Given task:
Put everything from the start of the records down to the line containing "Give the mask of every instance of the out-of-focus" into a JSON list of strings, one string per line. Skip blank lines and leave out the pictures.

[Image segmentation records]
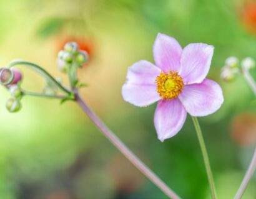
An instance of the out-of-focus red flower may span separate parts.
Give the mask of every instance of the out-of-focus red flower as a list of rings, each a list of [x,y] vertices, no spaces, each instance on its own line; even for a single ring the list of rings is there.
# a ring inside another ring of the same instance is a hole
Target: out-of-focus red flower
[[[230,125],[231,135],[239,145],[256,143],[256,115],[245,113],[236,116]]]
[[[67,42],[75,42],[79,46],[80,50],[83,50],[87,52],[89,55],[89,60],[93,55],[94,45],[91,39],[86,37],[78,37],[74,36],[63,37],[61,39],[57,40],[57,50],[60,51],[63,49],[64,46]]]
[[[246,1],[242,9],[241,19],[245,28],[256,34],[256,1]]]

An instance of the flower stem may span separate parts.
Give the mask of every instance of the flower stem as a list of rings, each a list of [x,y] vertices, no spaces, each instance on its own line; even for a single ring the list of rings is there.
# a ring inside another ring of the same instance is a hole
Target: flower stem
[[[248,69],[243,68],[242,73],[244,78],[245,78],[246,81],[250,86],[254,95],[256,96],[256,83],[254,78],[250,76],[249,71]]]
[[[195,126],[195,131],[197,134],[197,137],[199,141],[200,147],[201,148],[202,153],[204,157],[204,165],[206,169],[206,172],[207,174],[208,181],[210,184],[210,188],[212,194],[212,198],[216,199],[216,190],[214,185],[214,178],[212,176],[212,170],[210,169],[210,161],[207,155],[207,151],[206,150],[205,144],[204,143],[203,135],[202,134],[201,129],[200,127],[199,123],[197,118],[192,116],[194,125]]]
[[[67,96],[64,95],[47,95],[44,93],[38,93],[34,92],[30,92],[22,90],[22,93],[24,95],[32,96],[36,97],[46,98],[56,98],[56,99],[64,99]]]
[[[235,199],[240,199],[243,196],[244,192],[245,191],[246,187],[247,187],[248,183],[250,179],[254,175],[254,171],[256,169],[256,147],[254,150],[254,156],[252,157],[252,161],[250,164],[249,167],[246,172],[245,175],[244,180],[240,186],[239,190],[235,195]]]
[[[178,199],[180,197],[150,170],[96,116],[78,93],[75,93],[76,100],[84,113],[96,125],[102,134],[115,146],[118,150],[149,180],[158,187],[170,198]]]
[[[51,76],[46,70],[42,68],[41,67],[39,66],[38,65],[26,61],[12,61],[7,66],[8,68],[11,68],[14,67],[17,65],[21,65],[24,66],[27,66],[30,67],[31,68],[34,69],[36,72],[39,72],[40,74],[43,75],[48,80],[51,81],[55,85],[56,85],[60,90],[61,90],[64,93],[71,95],[71,92],[63,86],[59,82],[58,82],[52,76]]]
[[[256,96],[256,83],[254,78],[250,76],[249,70],[246,68],[243,68],[242,70],[244,76],[245,80],[247,81],[249,85],[251,88],[254,95]],[[244,177],[243,181],[240,185],[240,188],[235,195],[235,198],[239,199],[241,198],[244,192],[245,191],[246,187],[254,175],[254,171],[256,169],[256,147],[254,150],[254,154],[252,157],[252,160],[250,162],[250,165],[246,172],[245,175]]]

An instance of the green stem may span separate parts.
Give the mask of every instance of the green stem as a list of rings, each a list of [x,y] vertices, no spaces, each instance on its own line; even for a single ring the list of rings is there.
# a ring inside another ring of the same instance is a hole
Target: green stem
[[[51,76],[46,70],[42,68],[41,67],[38,65],[26,61],[12,61],[8,65],[8,68],[13,67],[17,65],[24,65],[30,67],[31,68],[34,69],[39,73],[43,75],[48,80],[52,82],[56,85],[61,90],[67,93],[67,95],[71,95],[71,92],[64,87],[59,82],[58,82],[52,76]]]
[[[205,144],[204,143],[203,135],[202,134],[201,129],[200,127],[199,123],[197,118],[192,116],[194,125],[195,126],[195,131],[197,134],[197,137],[199,141],[200,147],[201,148],[202,153],[204,157],[204,165],[206,169],[206,172],[207,174],[208,181],[210,184],[210,188],[212,194],[212,198],[216,199],[216,190],[214,185],[214,178],[212,177],[212,170],[210,169],[210,161],[207,155],[207,151],[206,150]]]
[[[24,95],[36,96],[36,97],[42,97],[42,98],[46,98],[64,99],[64,98],[67,98],[67,96],[64,95],[47,95],[44,93],[30,92],[30,91],[27,91],[24,90],[22,91],[22,93]]]

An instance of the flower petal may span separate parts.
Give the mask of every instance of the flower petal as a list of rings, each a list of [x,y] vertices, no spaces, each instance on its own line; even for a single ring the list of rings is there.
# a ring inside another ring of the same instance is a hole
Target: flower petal
[[[179,75],[184,83],[201,83],[206,77],[214,55],[214,47],[205,44],[190,44],[183,50]]]
[[[182,52],[182,48],[174,38],[158,34],[154,44],[153,54],[155,65],[164,72],[180,70]]]
[[[185,86],[179,98],[186,111],[193,116],[205,116],[214,113],[224,101],[220,86],[208,79],[200,84]]]
[[[182,127],[186,117],[187,112],[179,99],[159,101],[154,116],[158,139],[163,142],[176,135]]]
[[[152,63],[141,60],[128,69],[126,83],[122,88],[125,101],[137,106],[145,106],[159,100],[155,78],[161,70]]]

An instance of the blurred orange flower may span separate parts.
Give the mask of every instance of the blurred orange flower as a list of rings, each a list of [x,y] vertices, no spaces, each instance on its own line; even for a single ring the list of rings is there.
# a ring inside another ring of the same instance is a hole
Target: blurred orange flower
[[[245,28],[256,34],[256,1],[247,1],[242,9],[241,19]]]
[[[230,125],[231,135],[239,145],[256,143],[256,115],[245,113],[236,116]]]

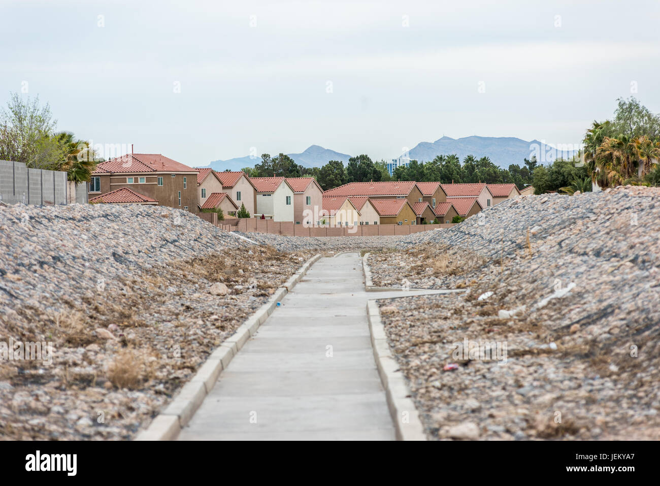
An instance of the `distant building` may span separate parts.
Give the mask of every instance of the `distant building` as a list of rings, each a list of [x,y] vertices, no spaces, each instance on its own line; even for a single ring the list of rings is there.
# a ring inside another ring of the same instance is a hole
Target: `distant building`
[[[410,157],[405,157],[402,155],[399,158],[393,158],[391,162],[387,162],[385,165],[387,167],[387,172],[391,176],[394,174],[394,170],[397,167],[407,167],[410,165]]]

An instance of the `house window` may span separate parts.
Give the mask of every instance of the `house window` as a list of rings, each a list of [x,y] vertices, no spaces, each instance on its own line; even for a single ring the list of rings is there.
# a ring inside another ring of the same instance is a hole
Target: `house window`
[[[89,191],[90,192],[101,191],[101,178],[92,177],[91,179],[89,180]]]

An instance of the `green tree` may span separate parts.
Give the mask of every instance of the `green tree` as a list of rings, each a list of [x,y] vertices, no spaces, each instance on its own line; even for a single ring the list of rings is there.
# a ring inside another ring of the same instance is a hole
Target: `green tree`
[[[321,168],[317,182],[324,191],[345,184],[348,176],[344,164],[340,160],[330,160]]]
[[[50,106],[48,103],[40,106],[38,96],[23,101],[18,94],[12,94],[7,108],[0,110],[0,159],[57,170],[65,150],[54,136],[56,125]]]
[[[249,213],[247,209],[246,209],[246,205],[243,203],[241,203],[241,209],[238,210],[238,213],[236,214],[236,216],[242,219],[249,218],[250,217]]]

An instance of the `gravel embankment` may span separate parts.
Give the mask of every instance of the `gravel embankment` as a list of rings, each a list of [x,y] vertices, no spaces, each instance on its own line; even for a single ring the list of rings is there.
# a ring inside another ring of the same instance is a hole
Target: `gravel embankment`
[[[376,285],[466,289],[380,302],[430,438],[660,438],[659,201],[525,197],[370,258]],[[465,339],[506,363],[455,353]]]
[[[312,253],[166,207],[0,205],[0,438],[126,439]]]

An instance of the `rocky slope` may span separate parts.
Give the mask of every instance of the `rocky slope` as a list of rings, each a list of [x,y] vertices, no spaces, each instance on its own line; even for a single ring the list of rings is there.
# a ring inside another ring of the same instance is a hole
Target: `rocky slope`
[[[466,289],[381,303],[430,437],[660,438],[659,201],[525,197],[370,258],[376,285]]]

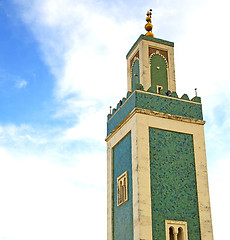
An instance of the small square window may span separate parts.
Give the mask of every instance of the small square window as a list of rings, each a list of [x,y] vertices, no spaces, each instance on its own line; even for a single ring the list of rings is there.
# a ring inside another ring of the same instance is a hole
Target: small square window
[[[128,171],[117,178],[117,206],[128,201]]]
[[[157,85],[157,93],[161,93],[162,90],[163,90],[163,87],[160,85]]]
[[[165,220],[166,240],[188,240],[187,222]]]

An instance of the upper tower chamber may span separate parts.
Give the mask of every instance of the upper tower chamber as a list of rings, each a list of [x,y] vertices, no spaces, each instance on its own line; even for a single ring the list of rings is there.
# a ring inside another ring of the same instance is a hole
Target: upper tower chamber
[[[147,13],[148,31],[134,43],[127,58],[128,91],[139,89],[159,93],[176,91],[174,43],[154,38],[151,32],[151,12]]]

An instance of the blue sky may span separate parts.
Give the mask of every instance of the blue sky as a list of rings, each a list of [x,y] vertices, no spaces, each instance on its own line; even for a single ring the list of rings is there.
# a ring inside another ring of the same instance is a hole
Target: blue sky
[[[178,95],[202,97],[214,237],[226,238],[228,2],[1,0],[0,240],[106,239],[106,115],[149,8],[155,37],[175,43]]]

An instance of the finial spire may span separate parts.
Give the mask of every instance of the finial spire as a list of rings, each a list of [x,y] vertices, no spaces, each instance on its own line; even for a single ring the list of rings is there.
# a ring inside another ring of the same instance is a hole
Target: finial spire
[[[147,13],[147,18],[146,21],[147,23],[145,24],[145,30],[147,31],[147,33],[145,35],[150,36],[150,37],[154,37],[153,33],[152,33],[152,29],[153,29],[153,25],[152,25],[152,21],[151,21],[151,16],[152,16],[152,9],[150,9]]]

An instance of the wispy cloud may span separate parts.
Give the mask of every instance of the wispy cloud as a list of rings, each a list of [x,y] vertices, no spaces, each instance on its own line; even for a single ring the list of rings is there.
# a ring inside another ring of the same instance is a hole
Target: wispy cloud
[[[17,81],[16,84],[15,84],[15,87],[16,88],[25,88],[27,86],[28,82],[25,81],[25,80],[20,80],[20,81]]]

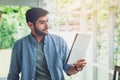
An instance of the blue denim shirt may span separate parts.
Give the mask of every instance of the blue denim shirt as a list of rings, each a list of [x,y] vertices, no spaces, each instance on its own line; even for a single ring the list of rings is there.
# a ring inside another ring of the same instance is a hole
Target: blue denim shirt
[[[34,80],[36,71],[37,41],[28,35],[14,44],[8,80]],[[48,34],[44,38],[44,54],[52,80],[65,80],[63,70],[67,73],[69,53],[66,42],[59,36]]]

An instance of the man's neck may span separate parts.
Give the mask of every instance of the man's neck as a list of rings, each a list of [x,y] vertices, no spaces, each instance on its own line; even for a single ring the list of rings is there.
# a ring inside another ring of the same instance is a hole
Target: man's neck
[[[32,35],[35,37],[37,42],[41,42],[43,40],[43,37],[44,37],[44,36],[40,36],[40,35],[37,35],[37,34],[32,34]]]

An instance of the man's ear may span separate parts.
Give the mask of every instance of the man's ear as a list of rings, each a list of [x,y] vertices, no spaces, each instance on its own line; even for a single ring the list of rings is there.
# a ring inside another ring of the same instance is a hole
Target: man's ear
[[[28,24],[28,26],[30,27],[30,29],[33,29],[33,27],[34,27],[33,23],[28,22],[27,24]]]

Final result:
[
  "An instance of the out-of-focus red flower may span separate parts.",
  "Give the mask of every instance of the out-of-focus red flower as a list of rings, each a list of [x,y] vertices, no spaces, each instance on its own line; even for a single ring the list of rings is there."
]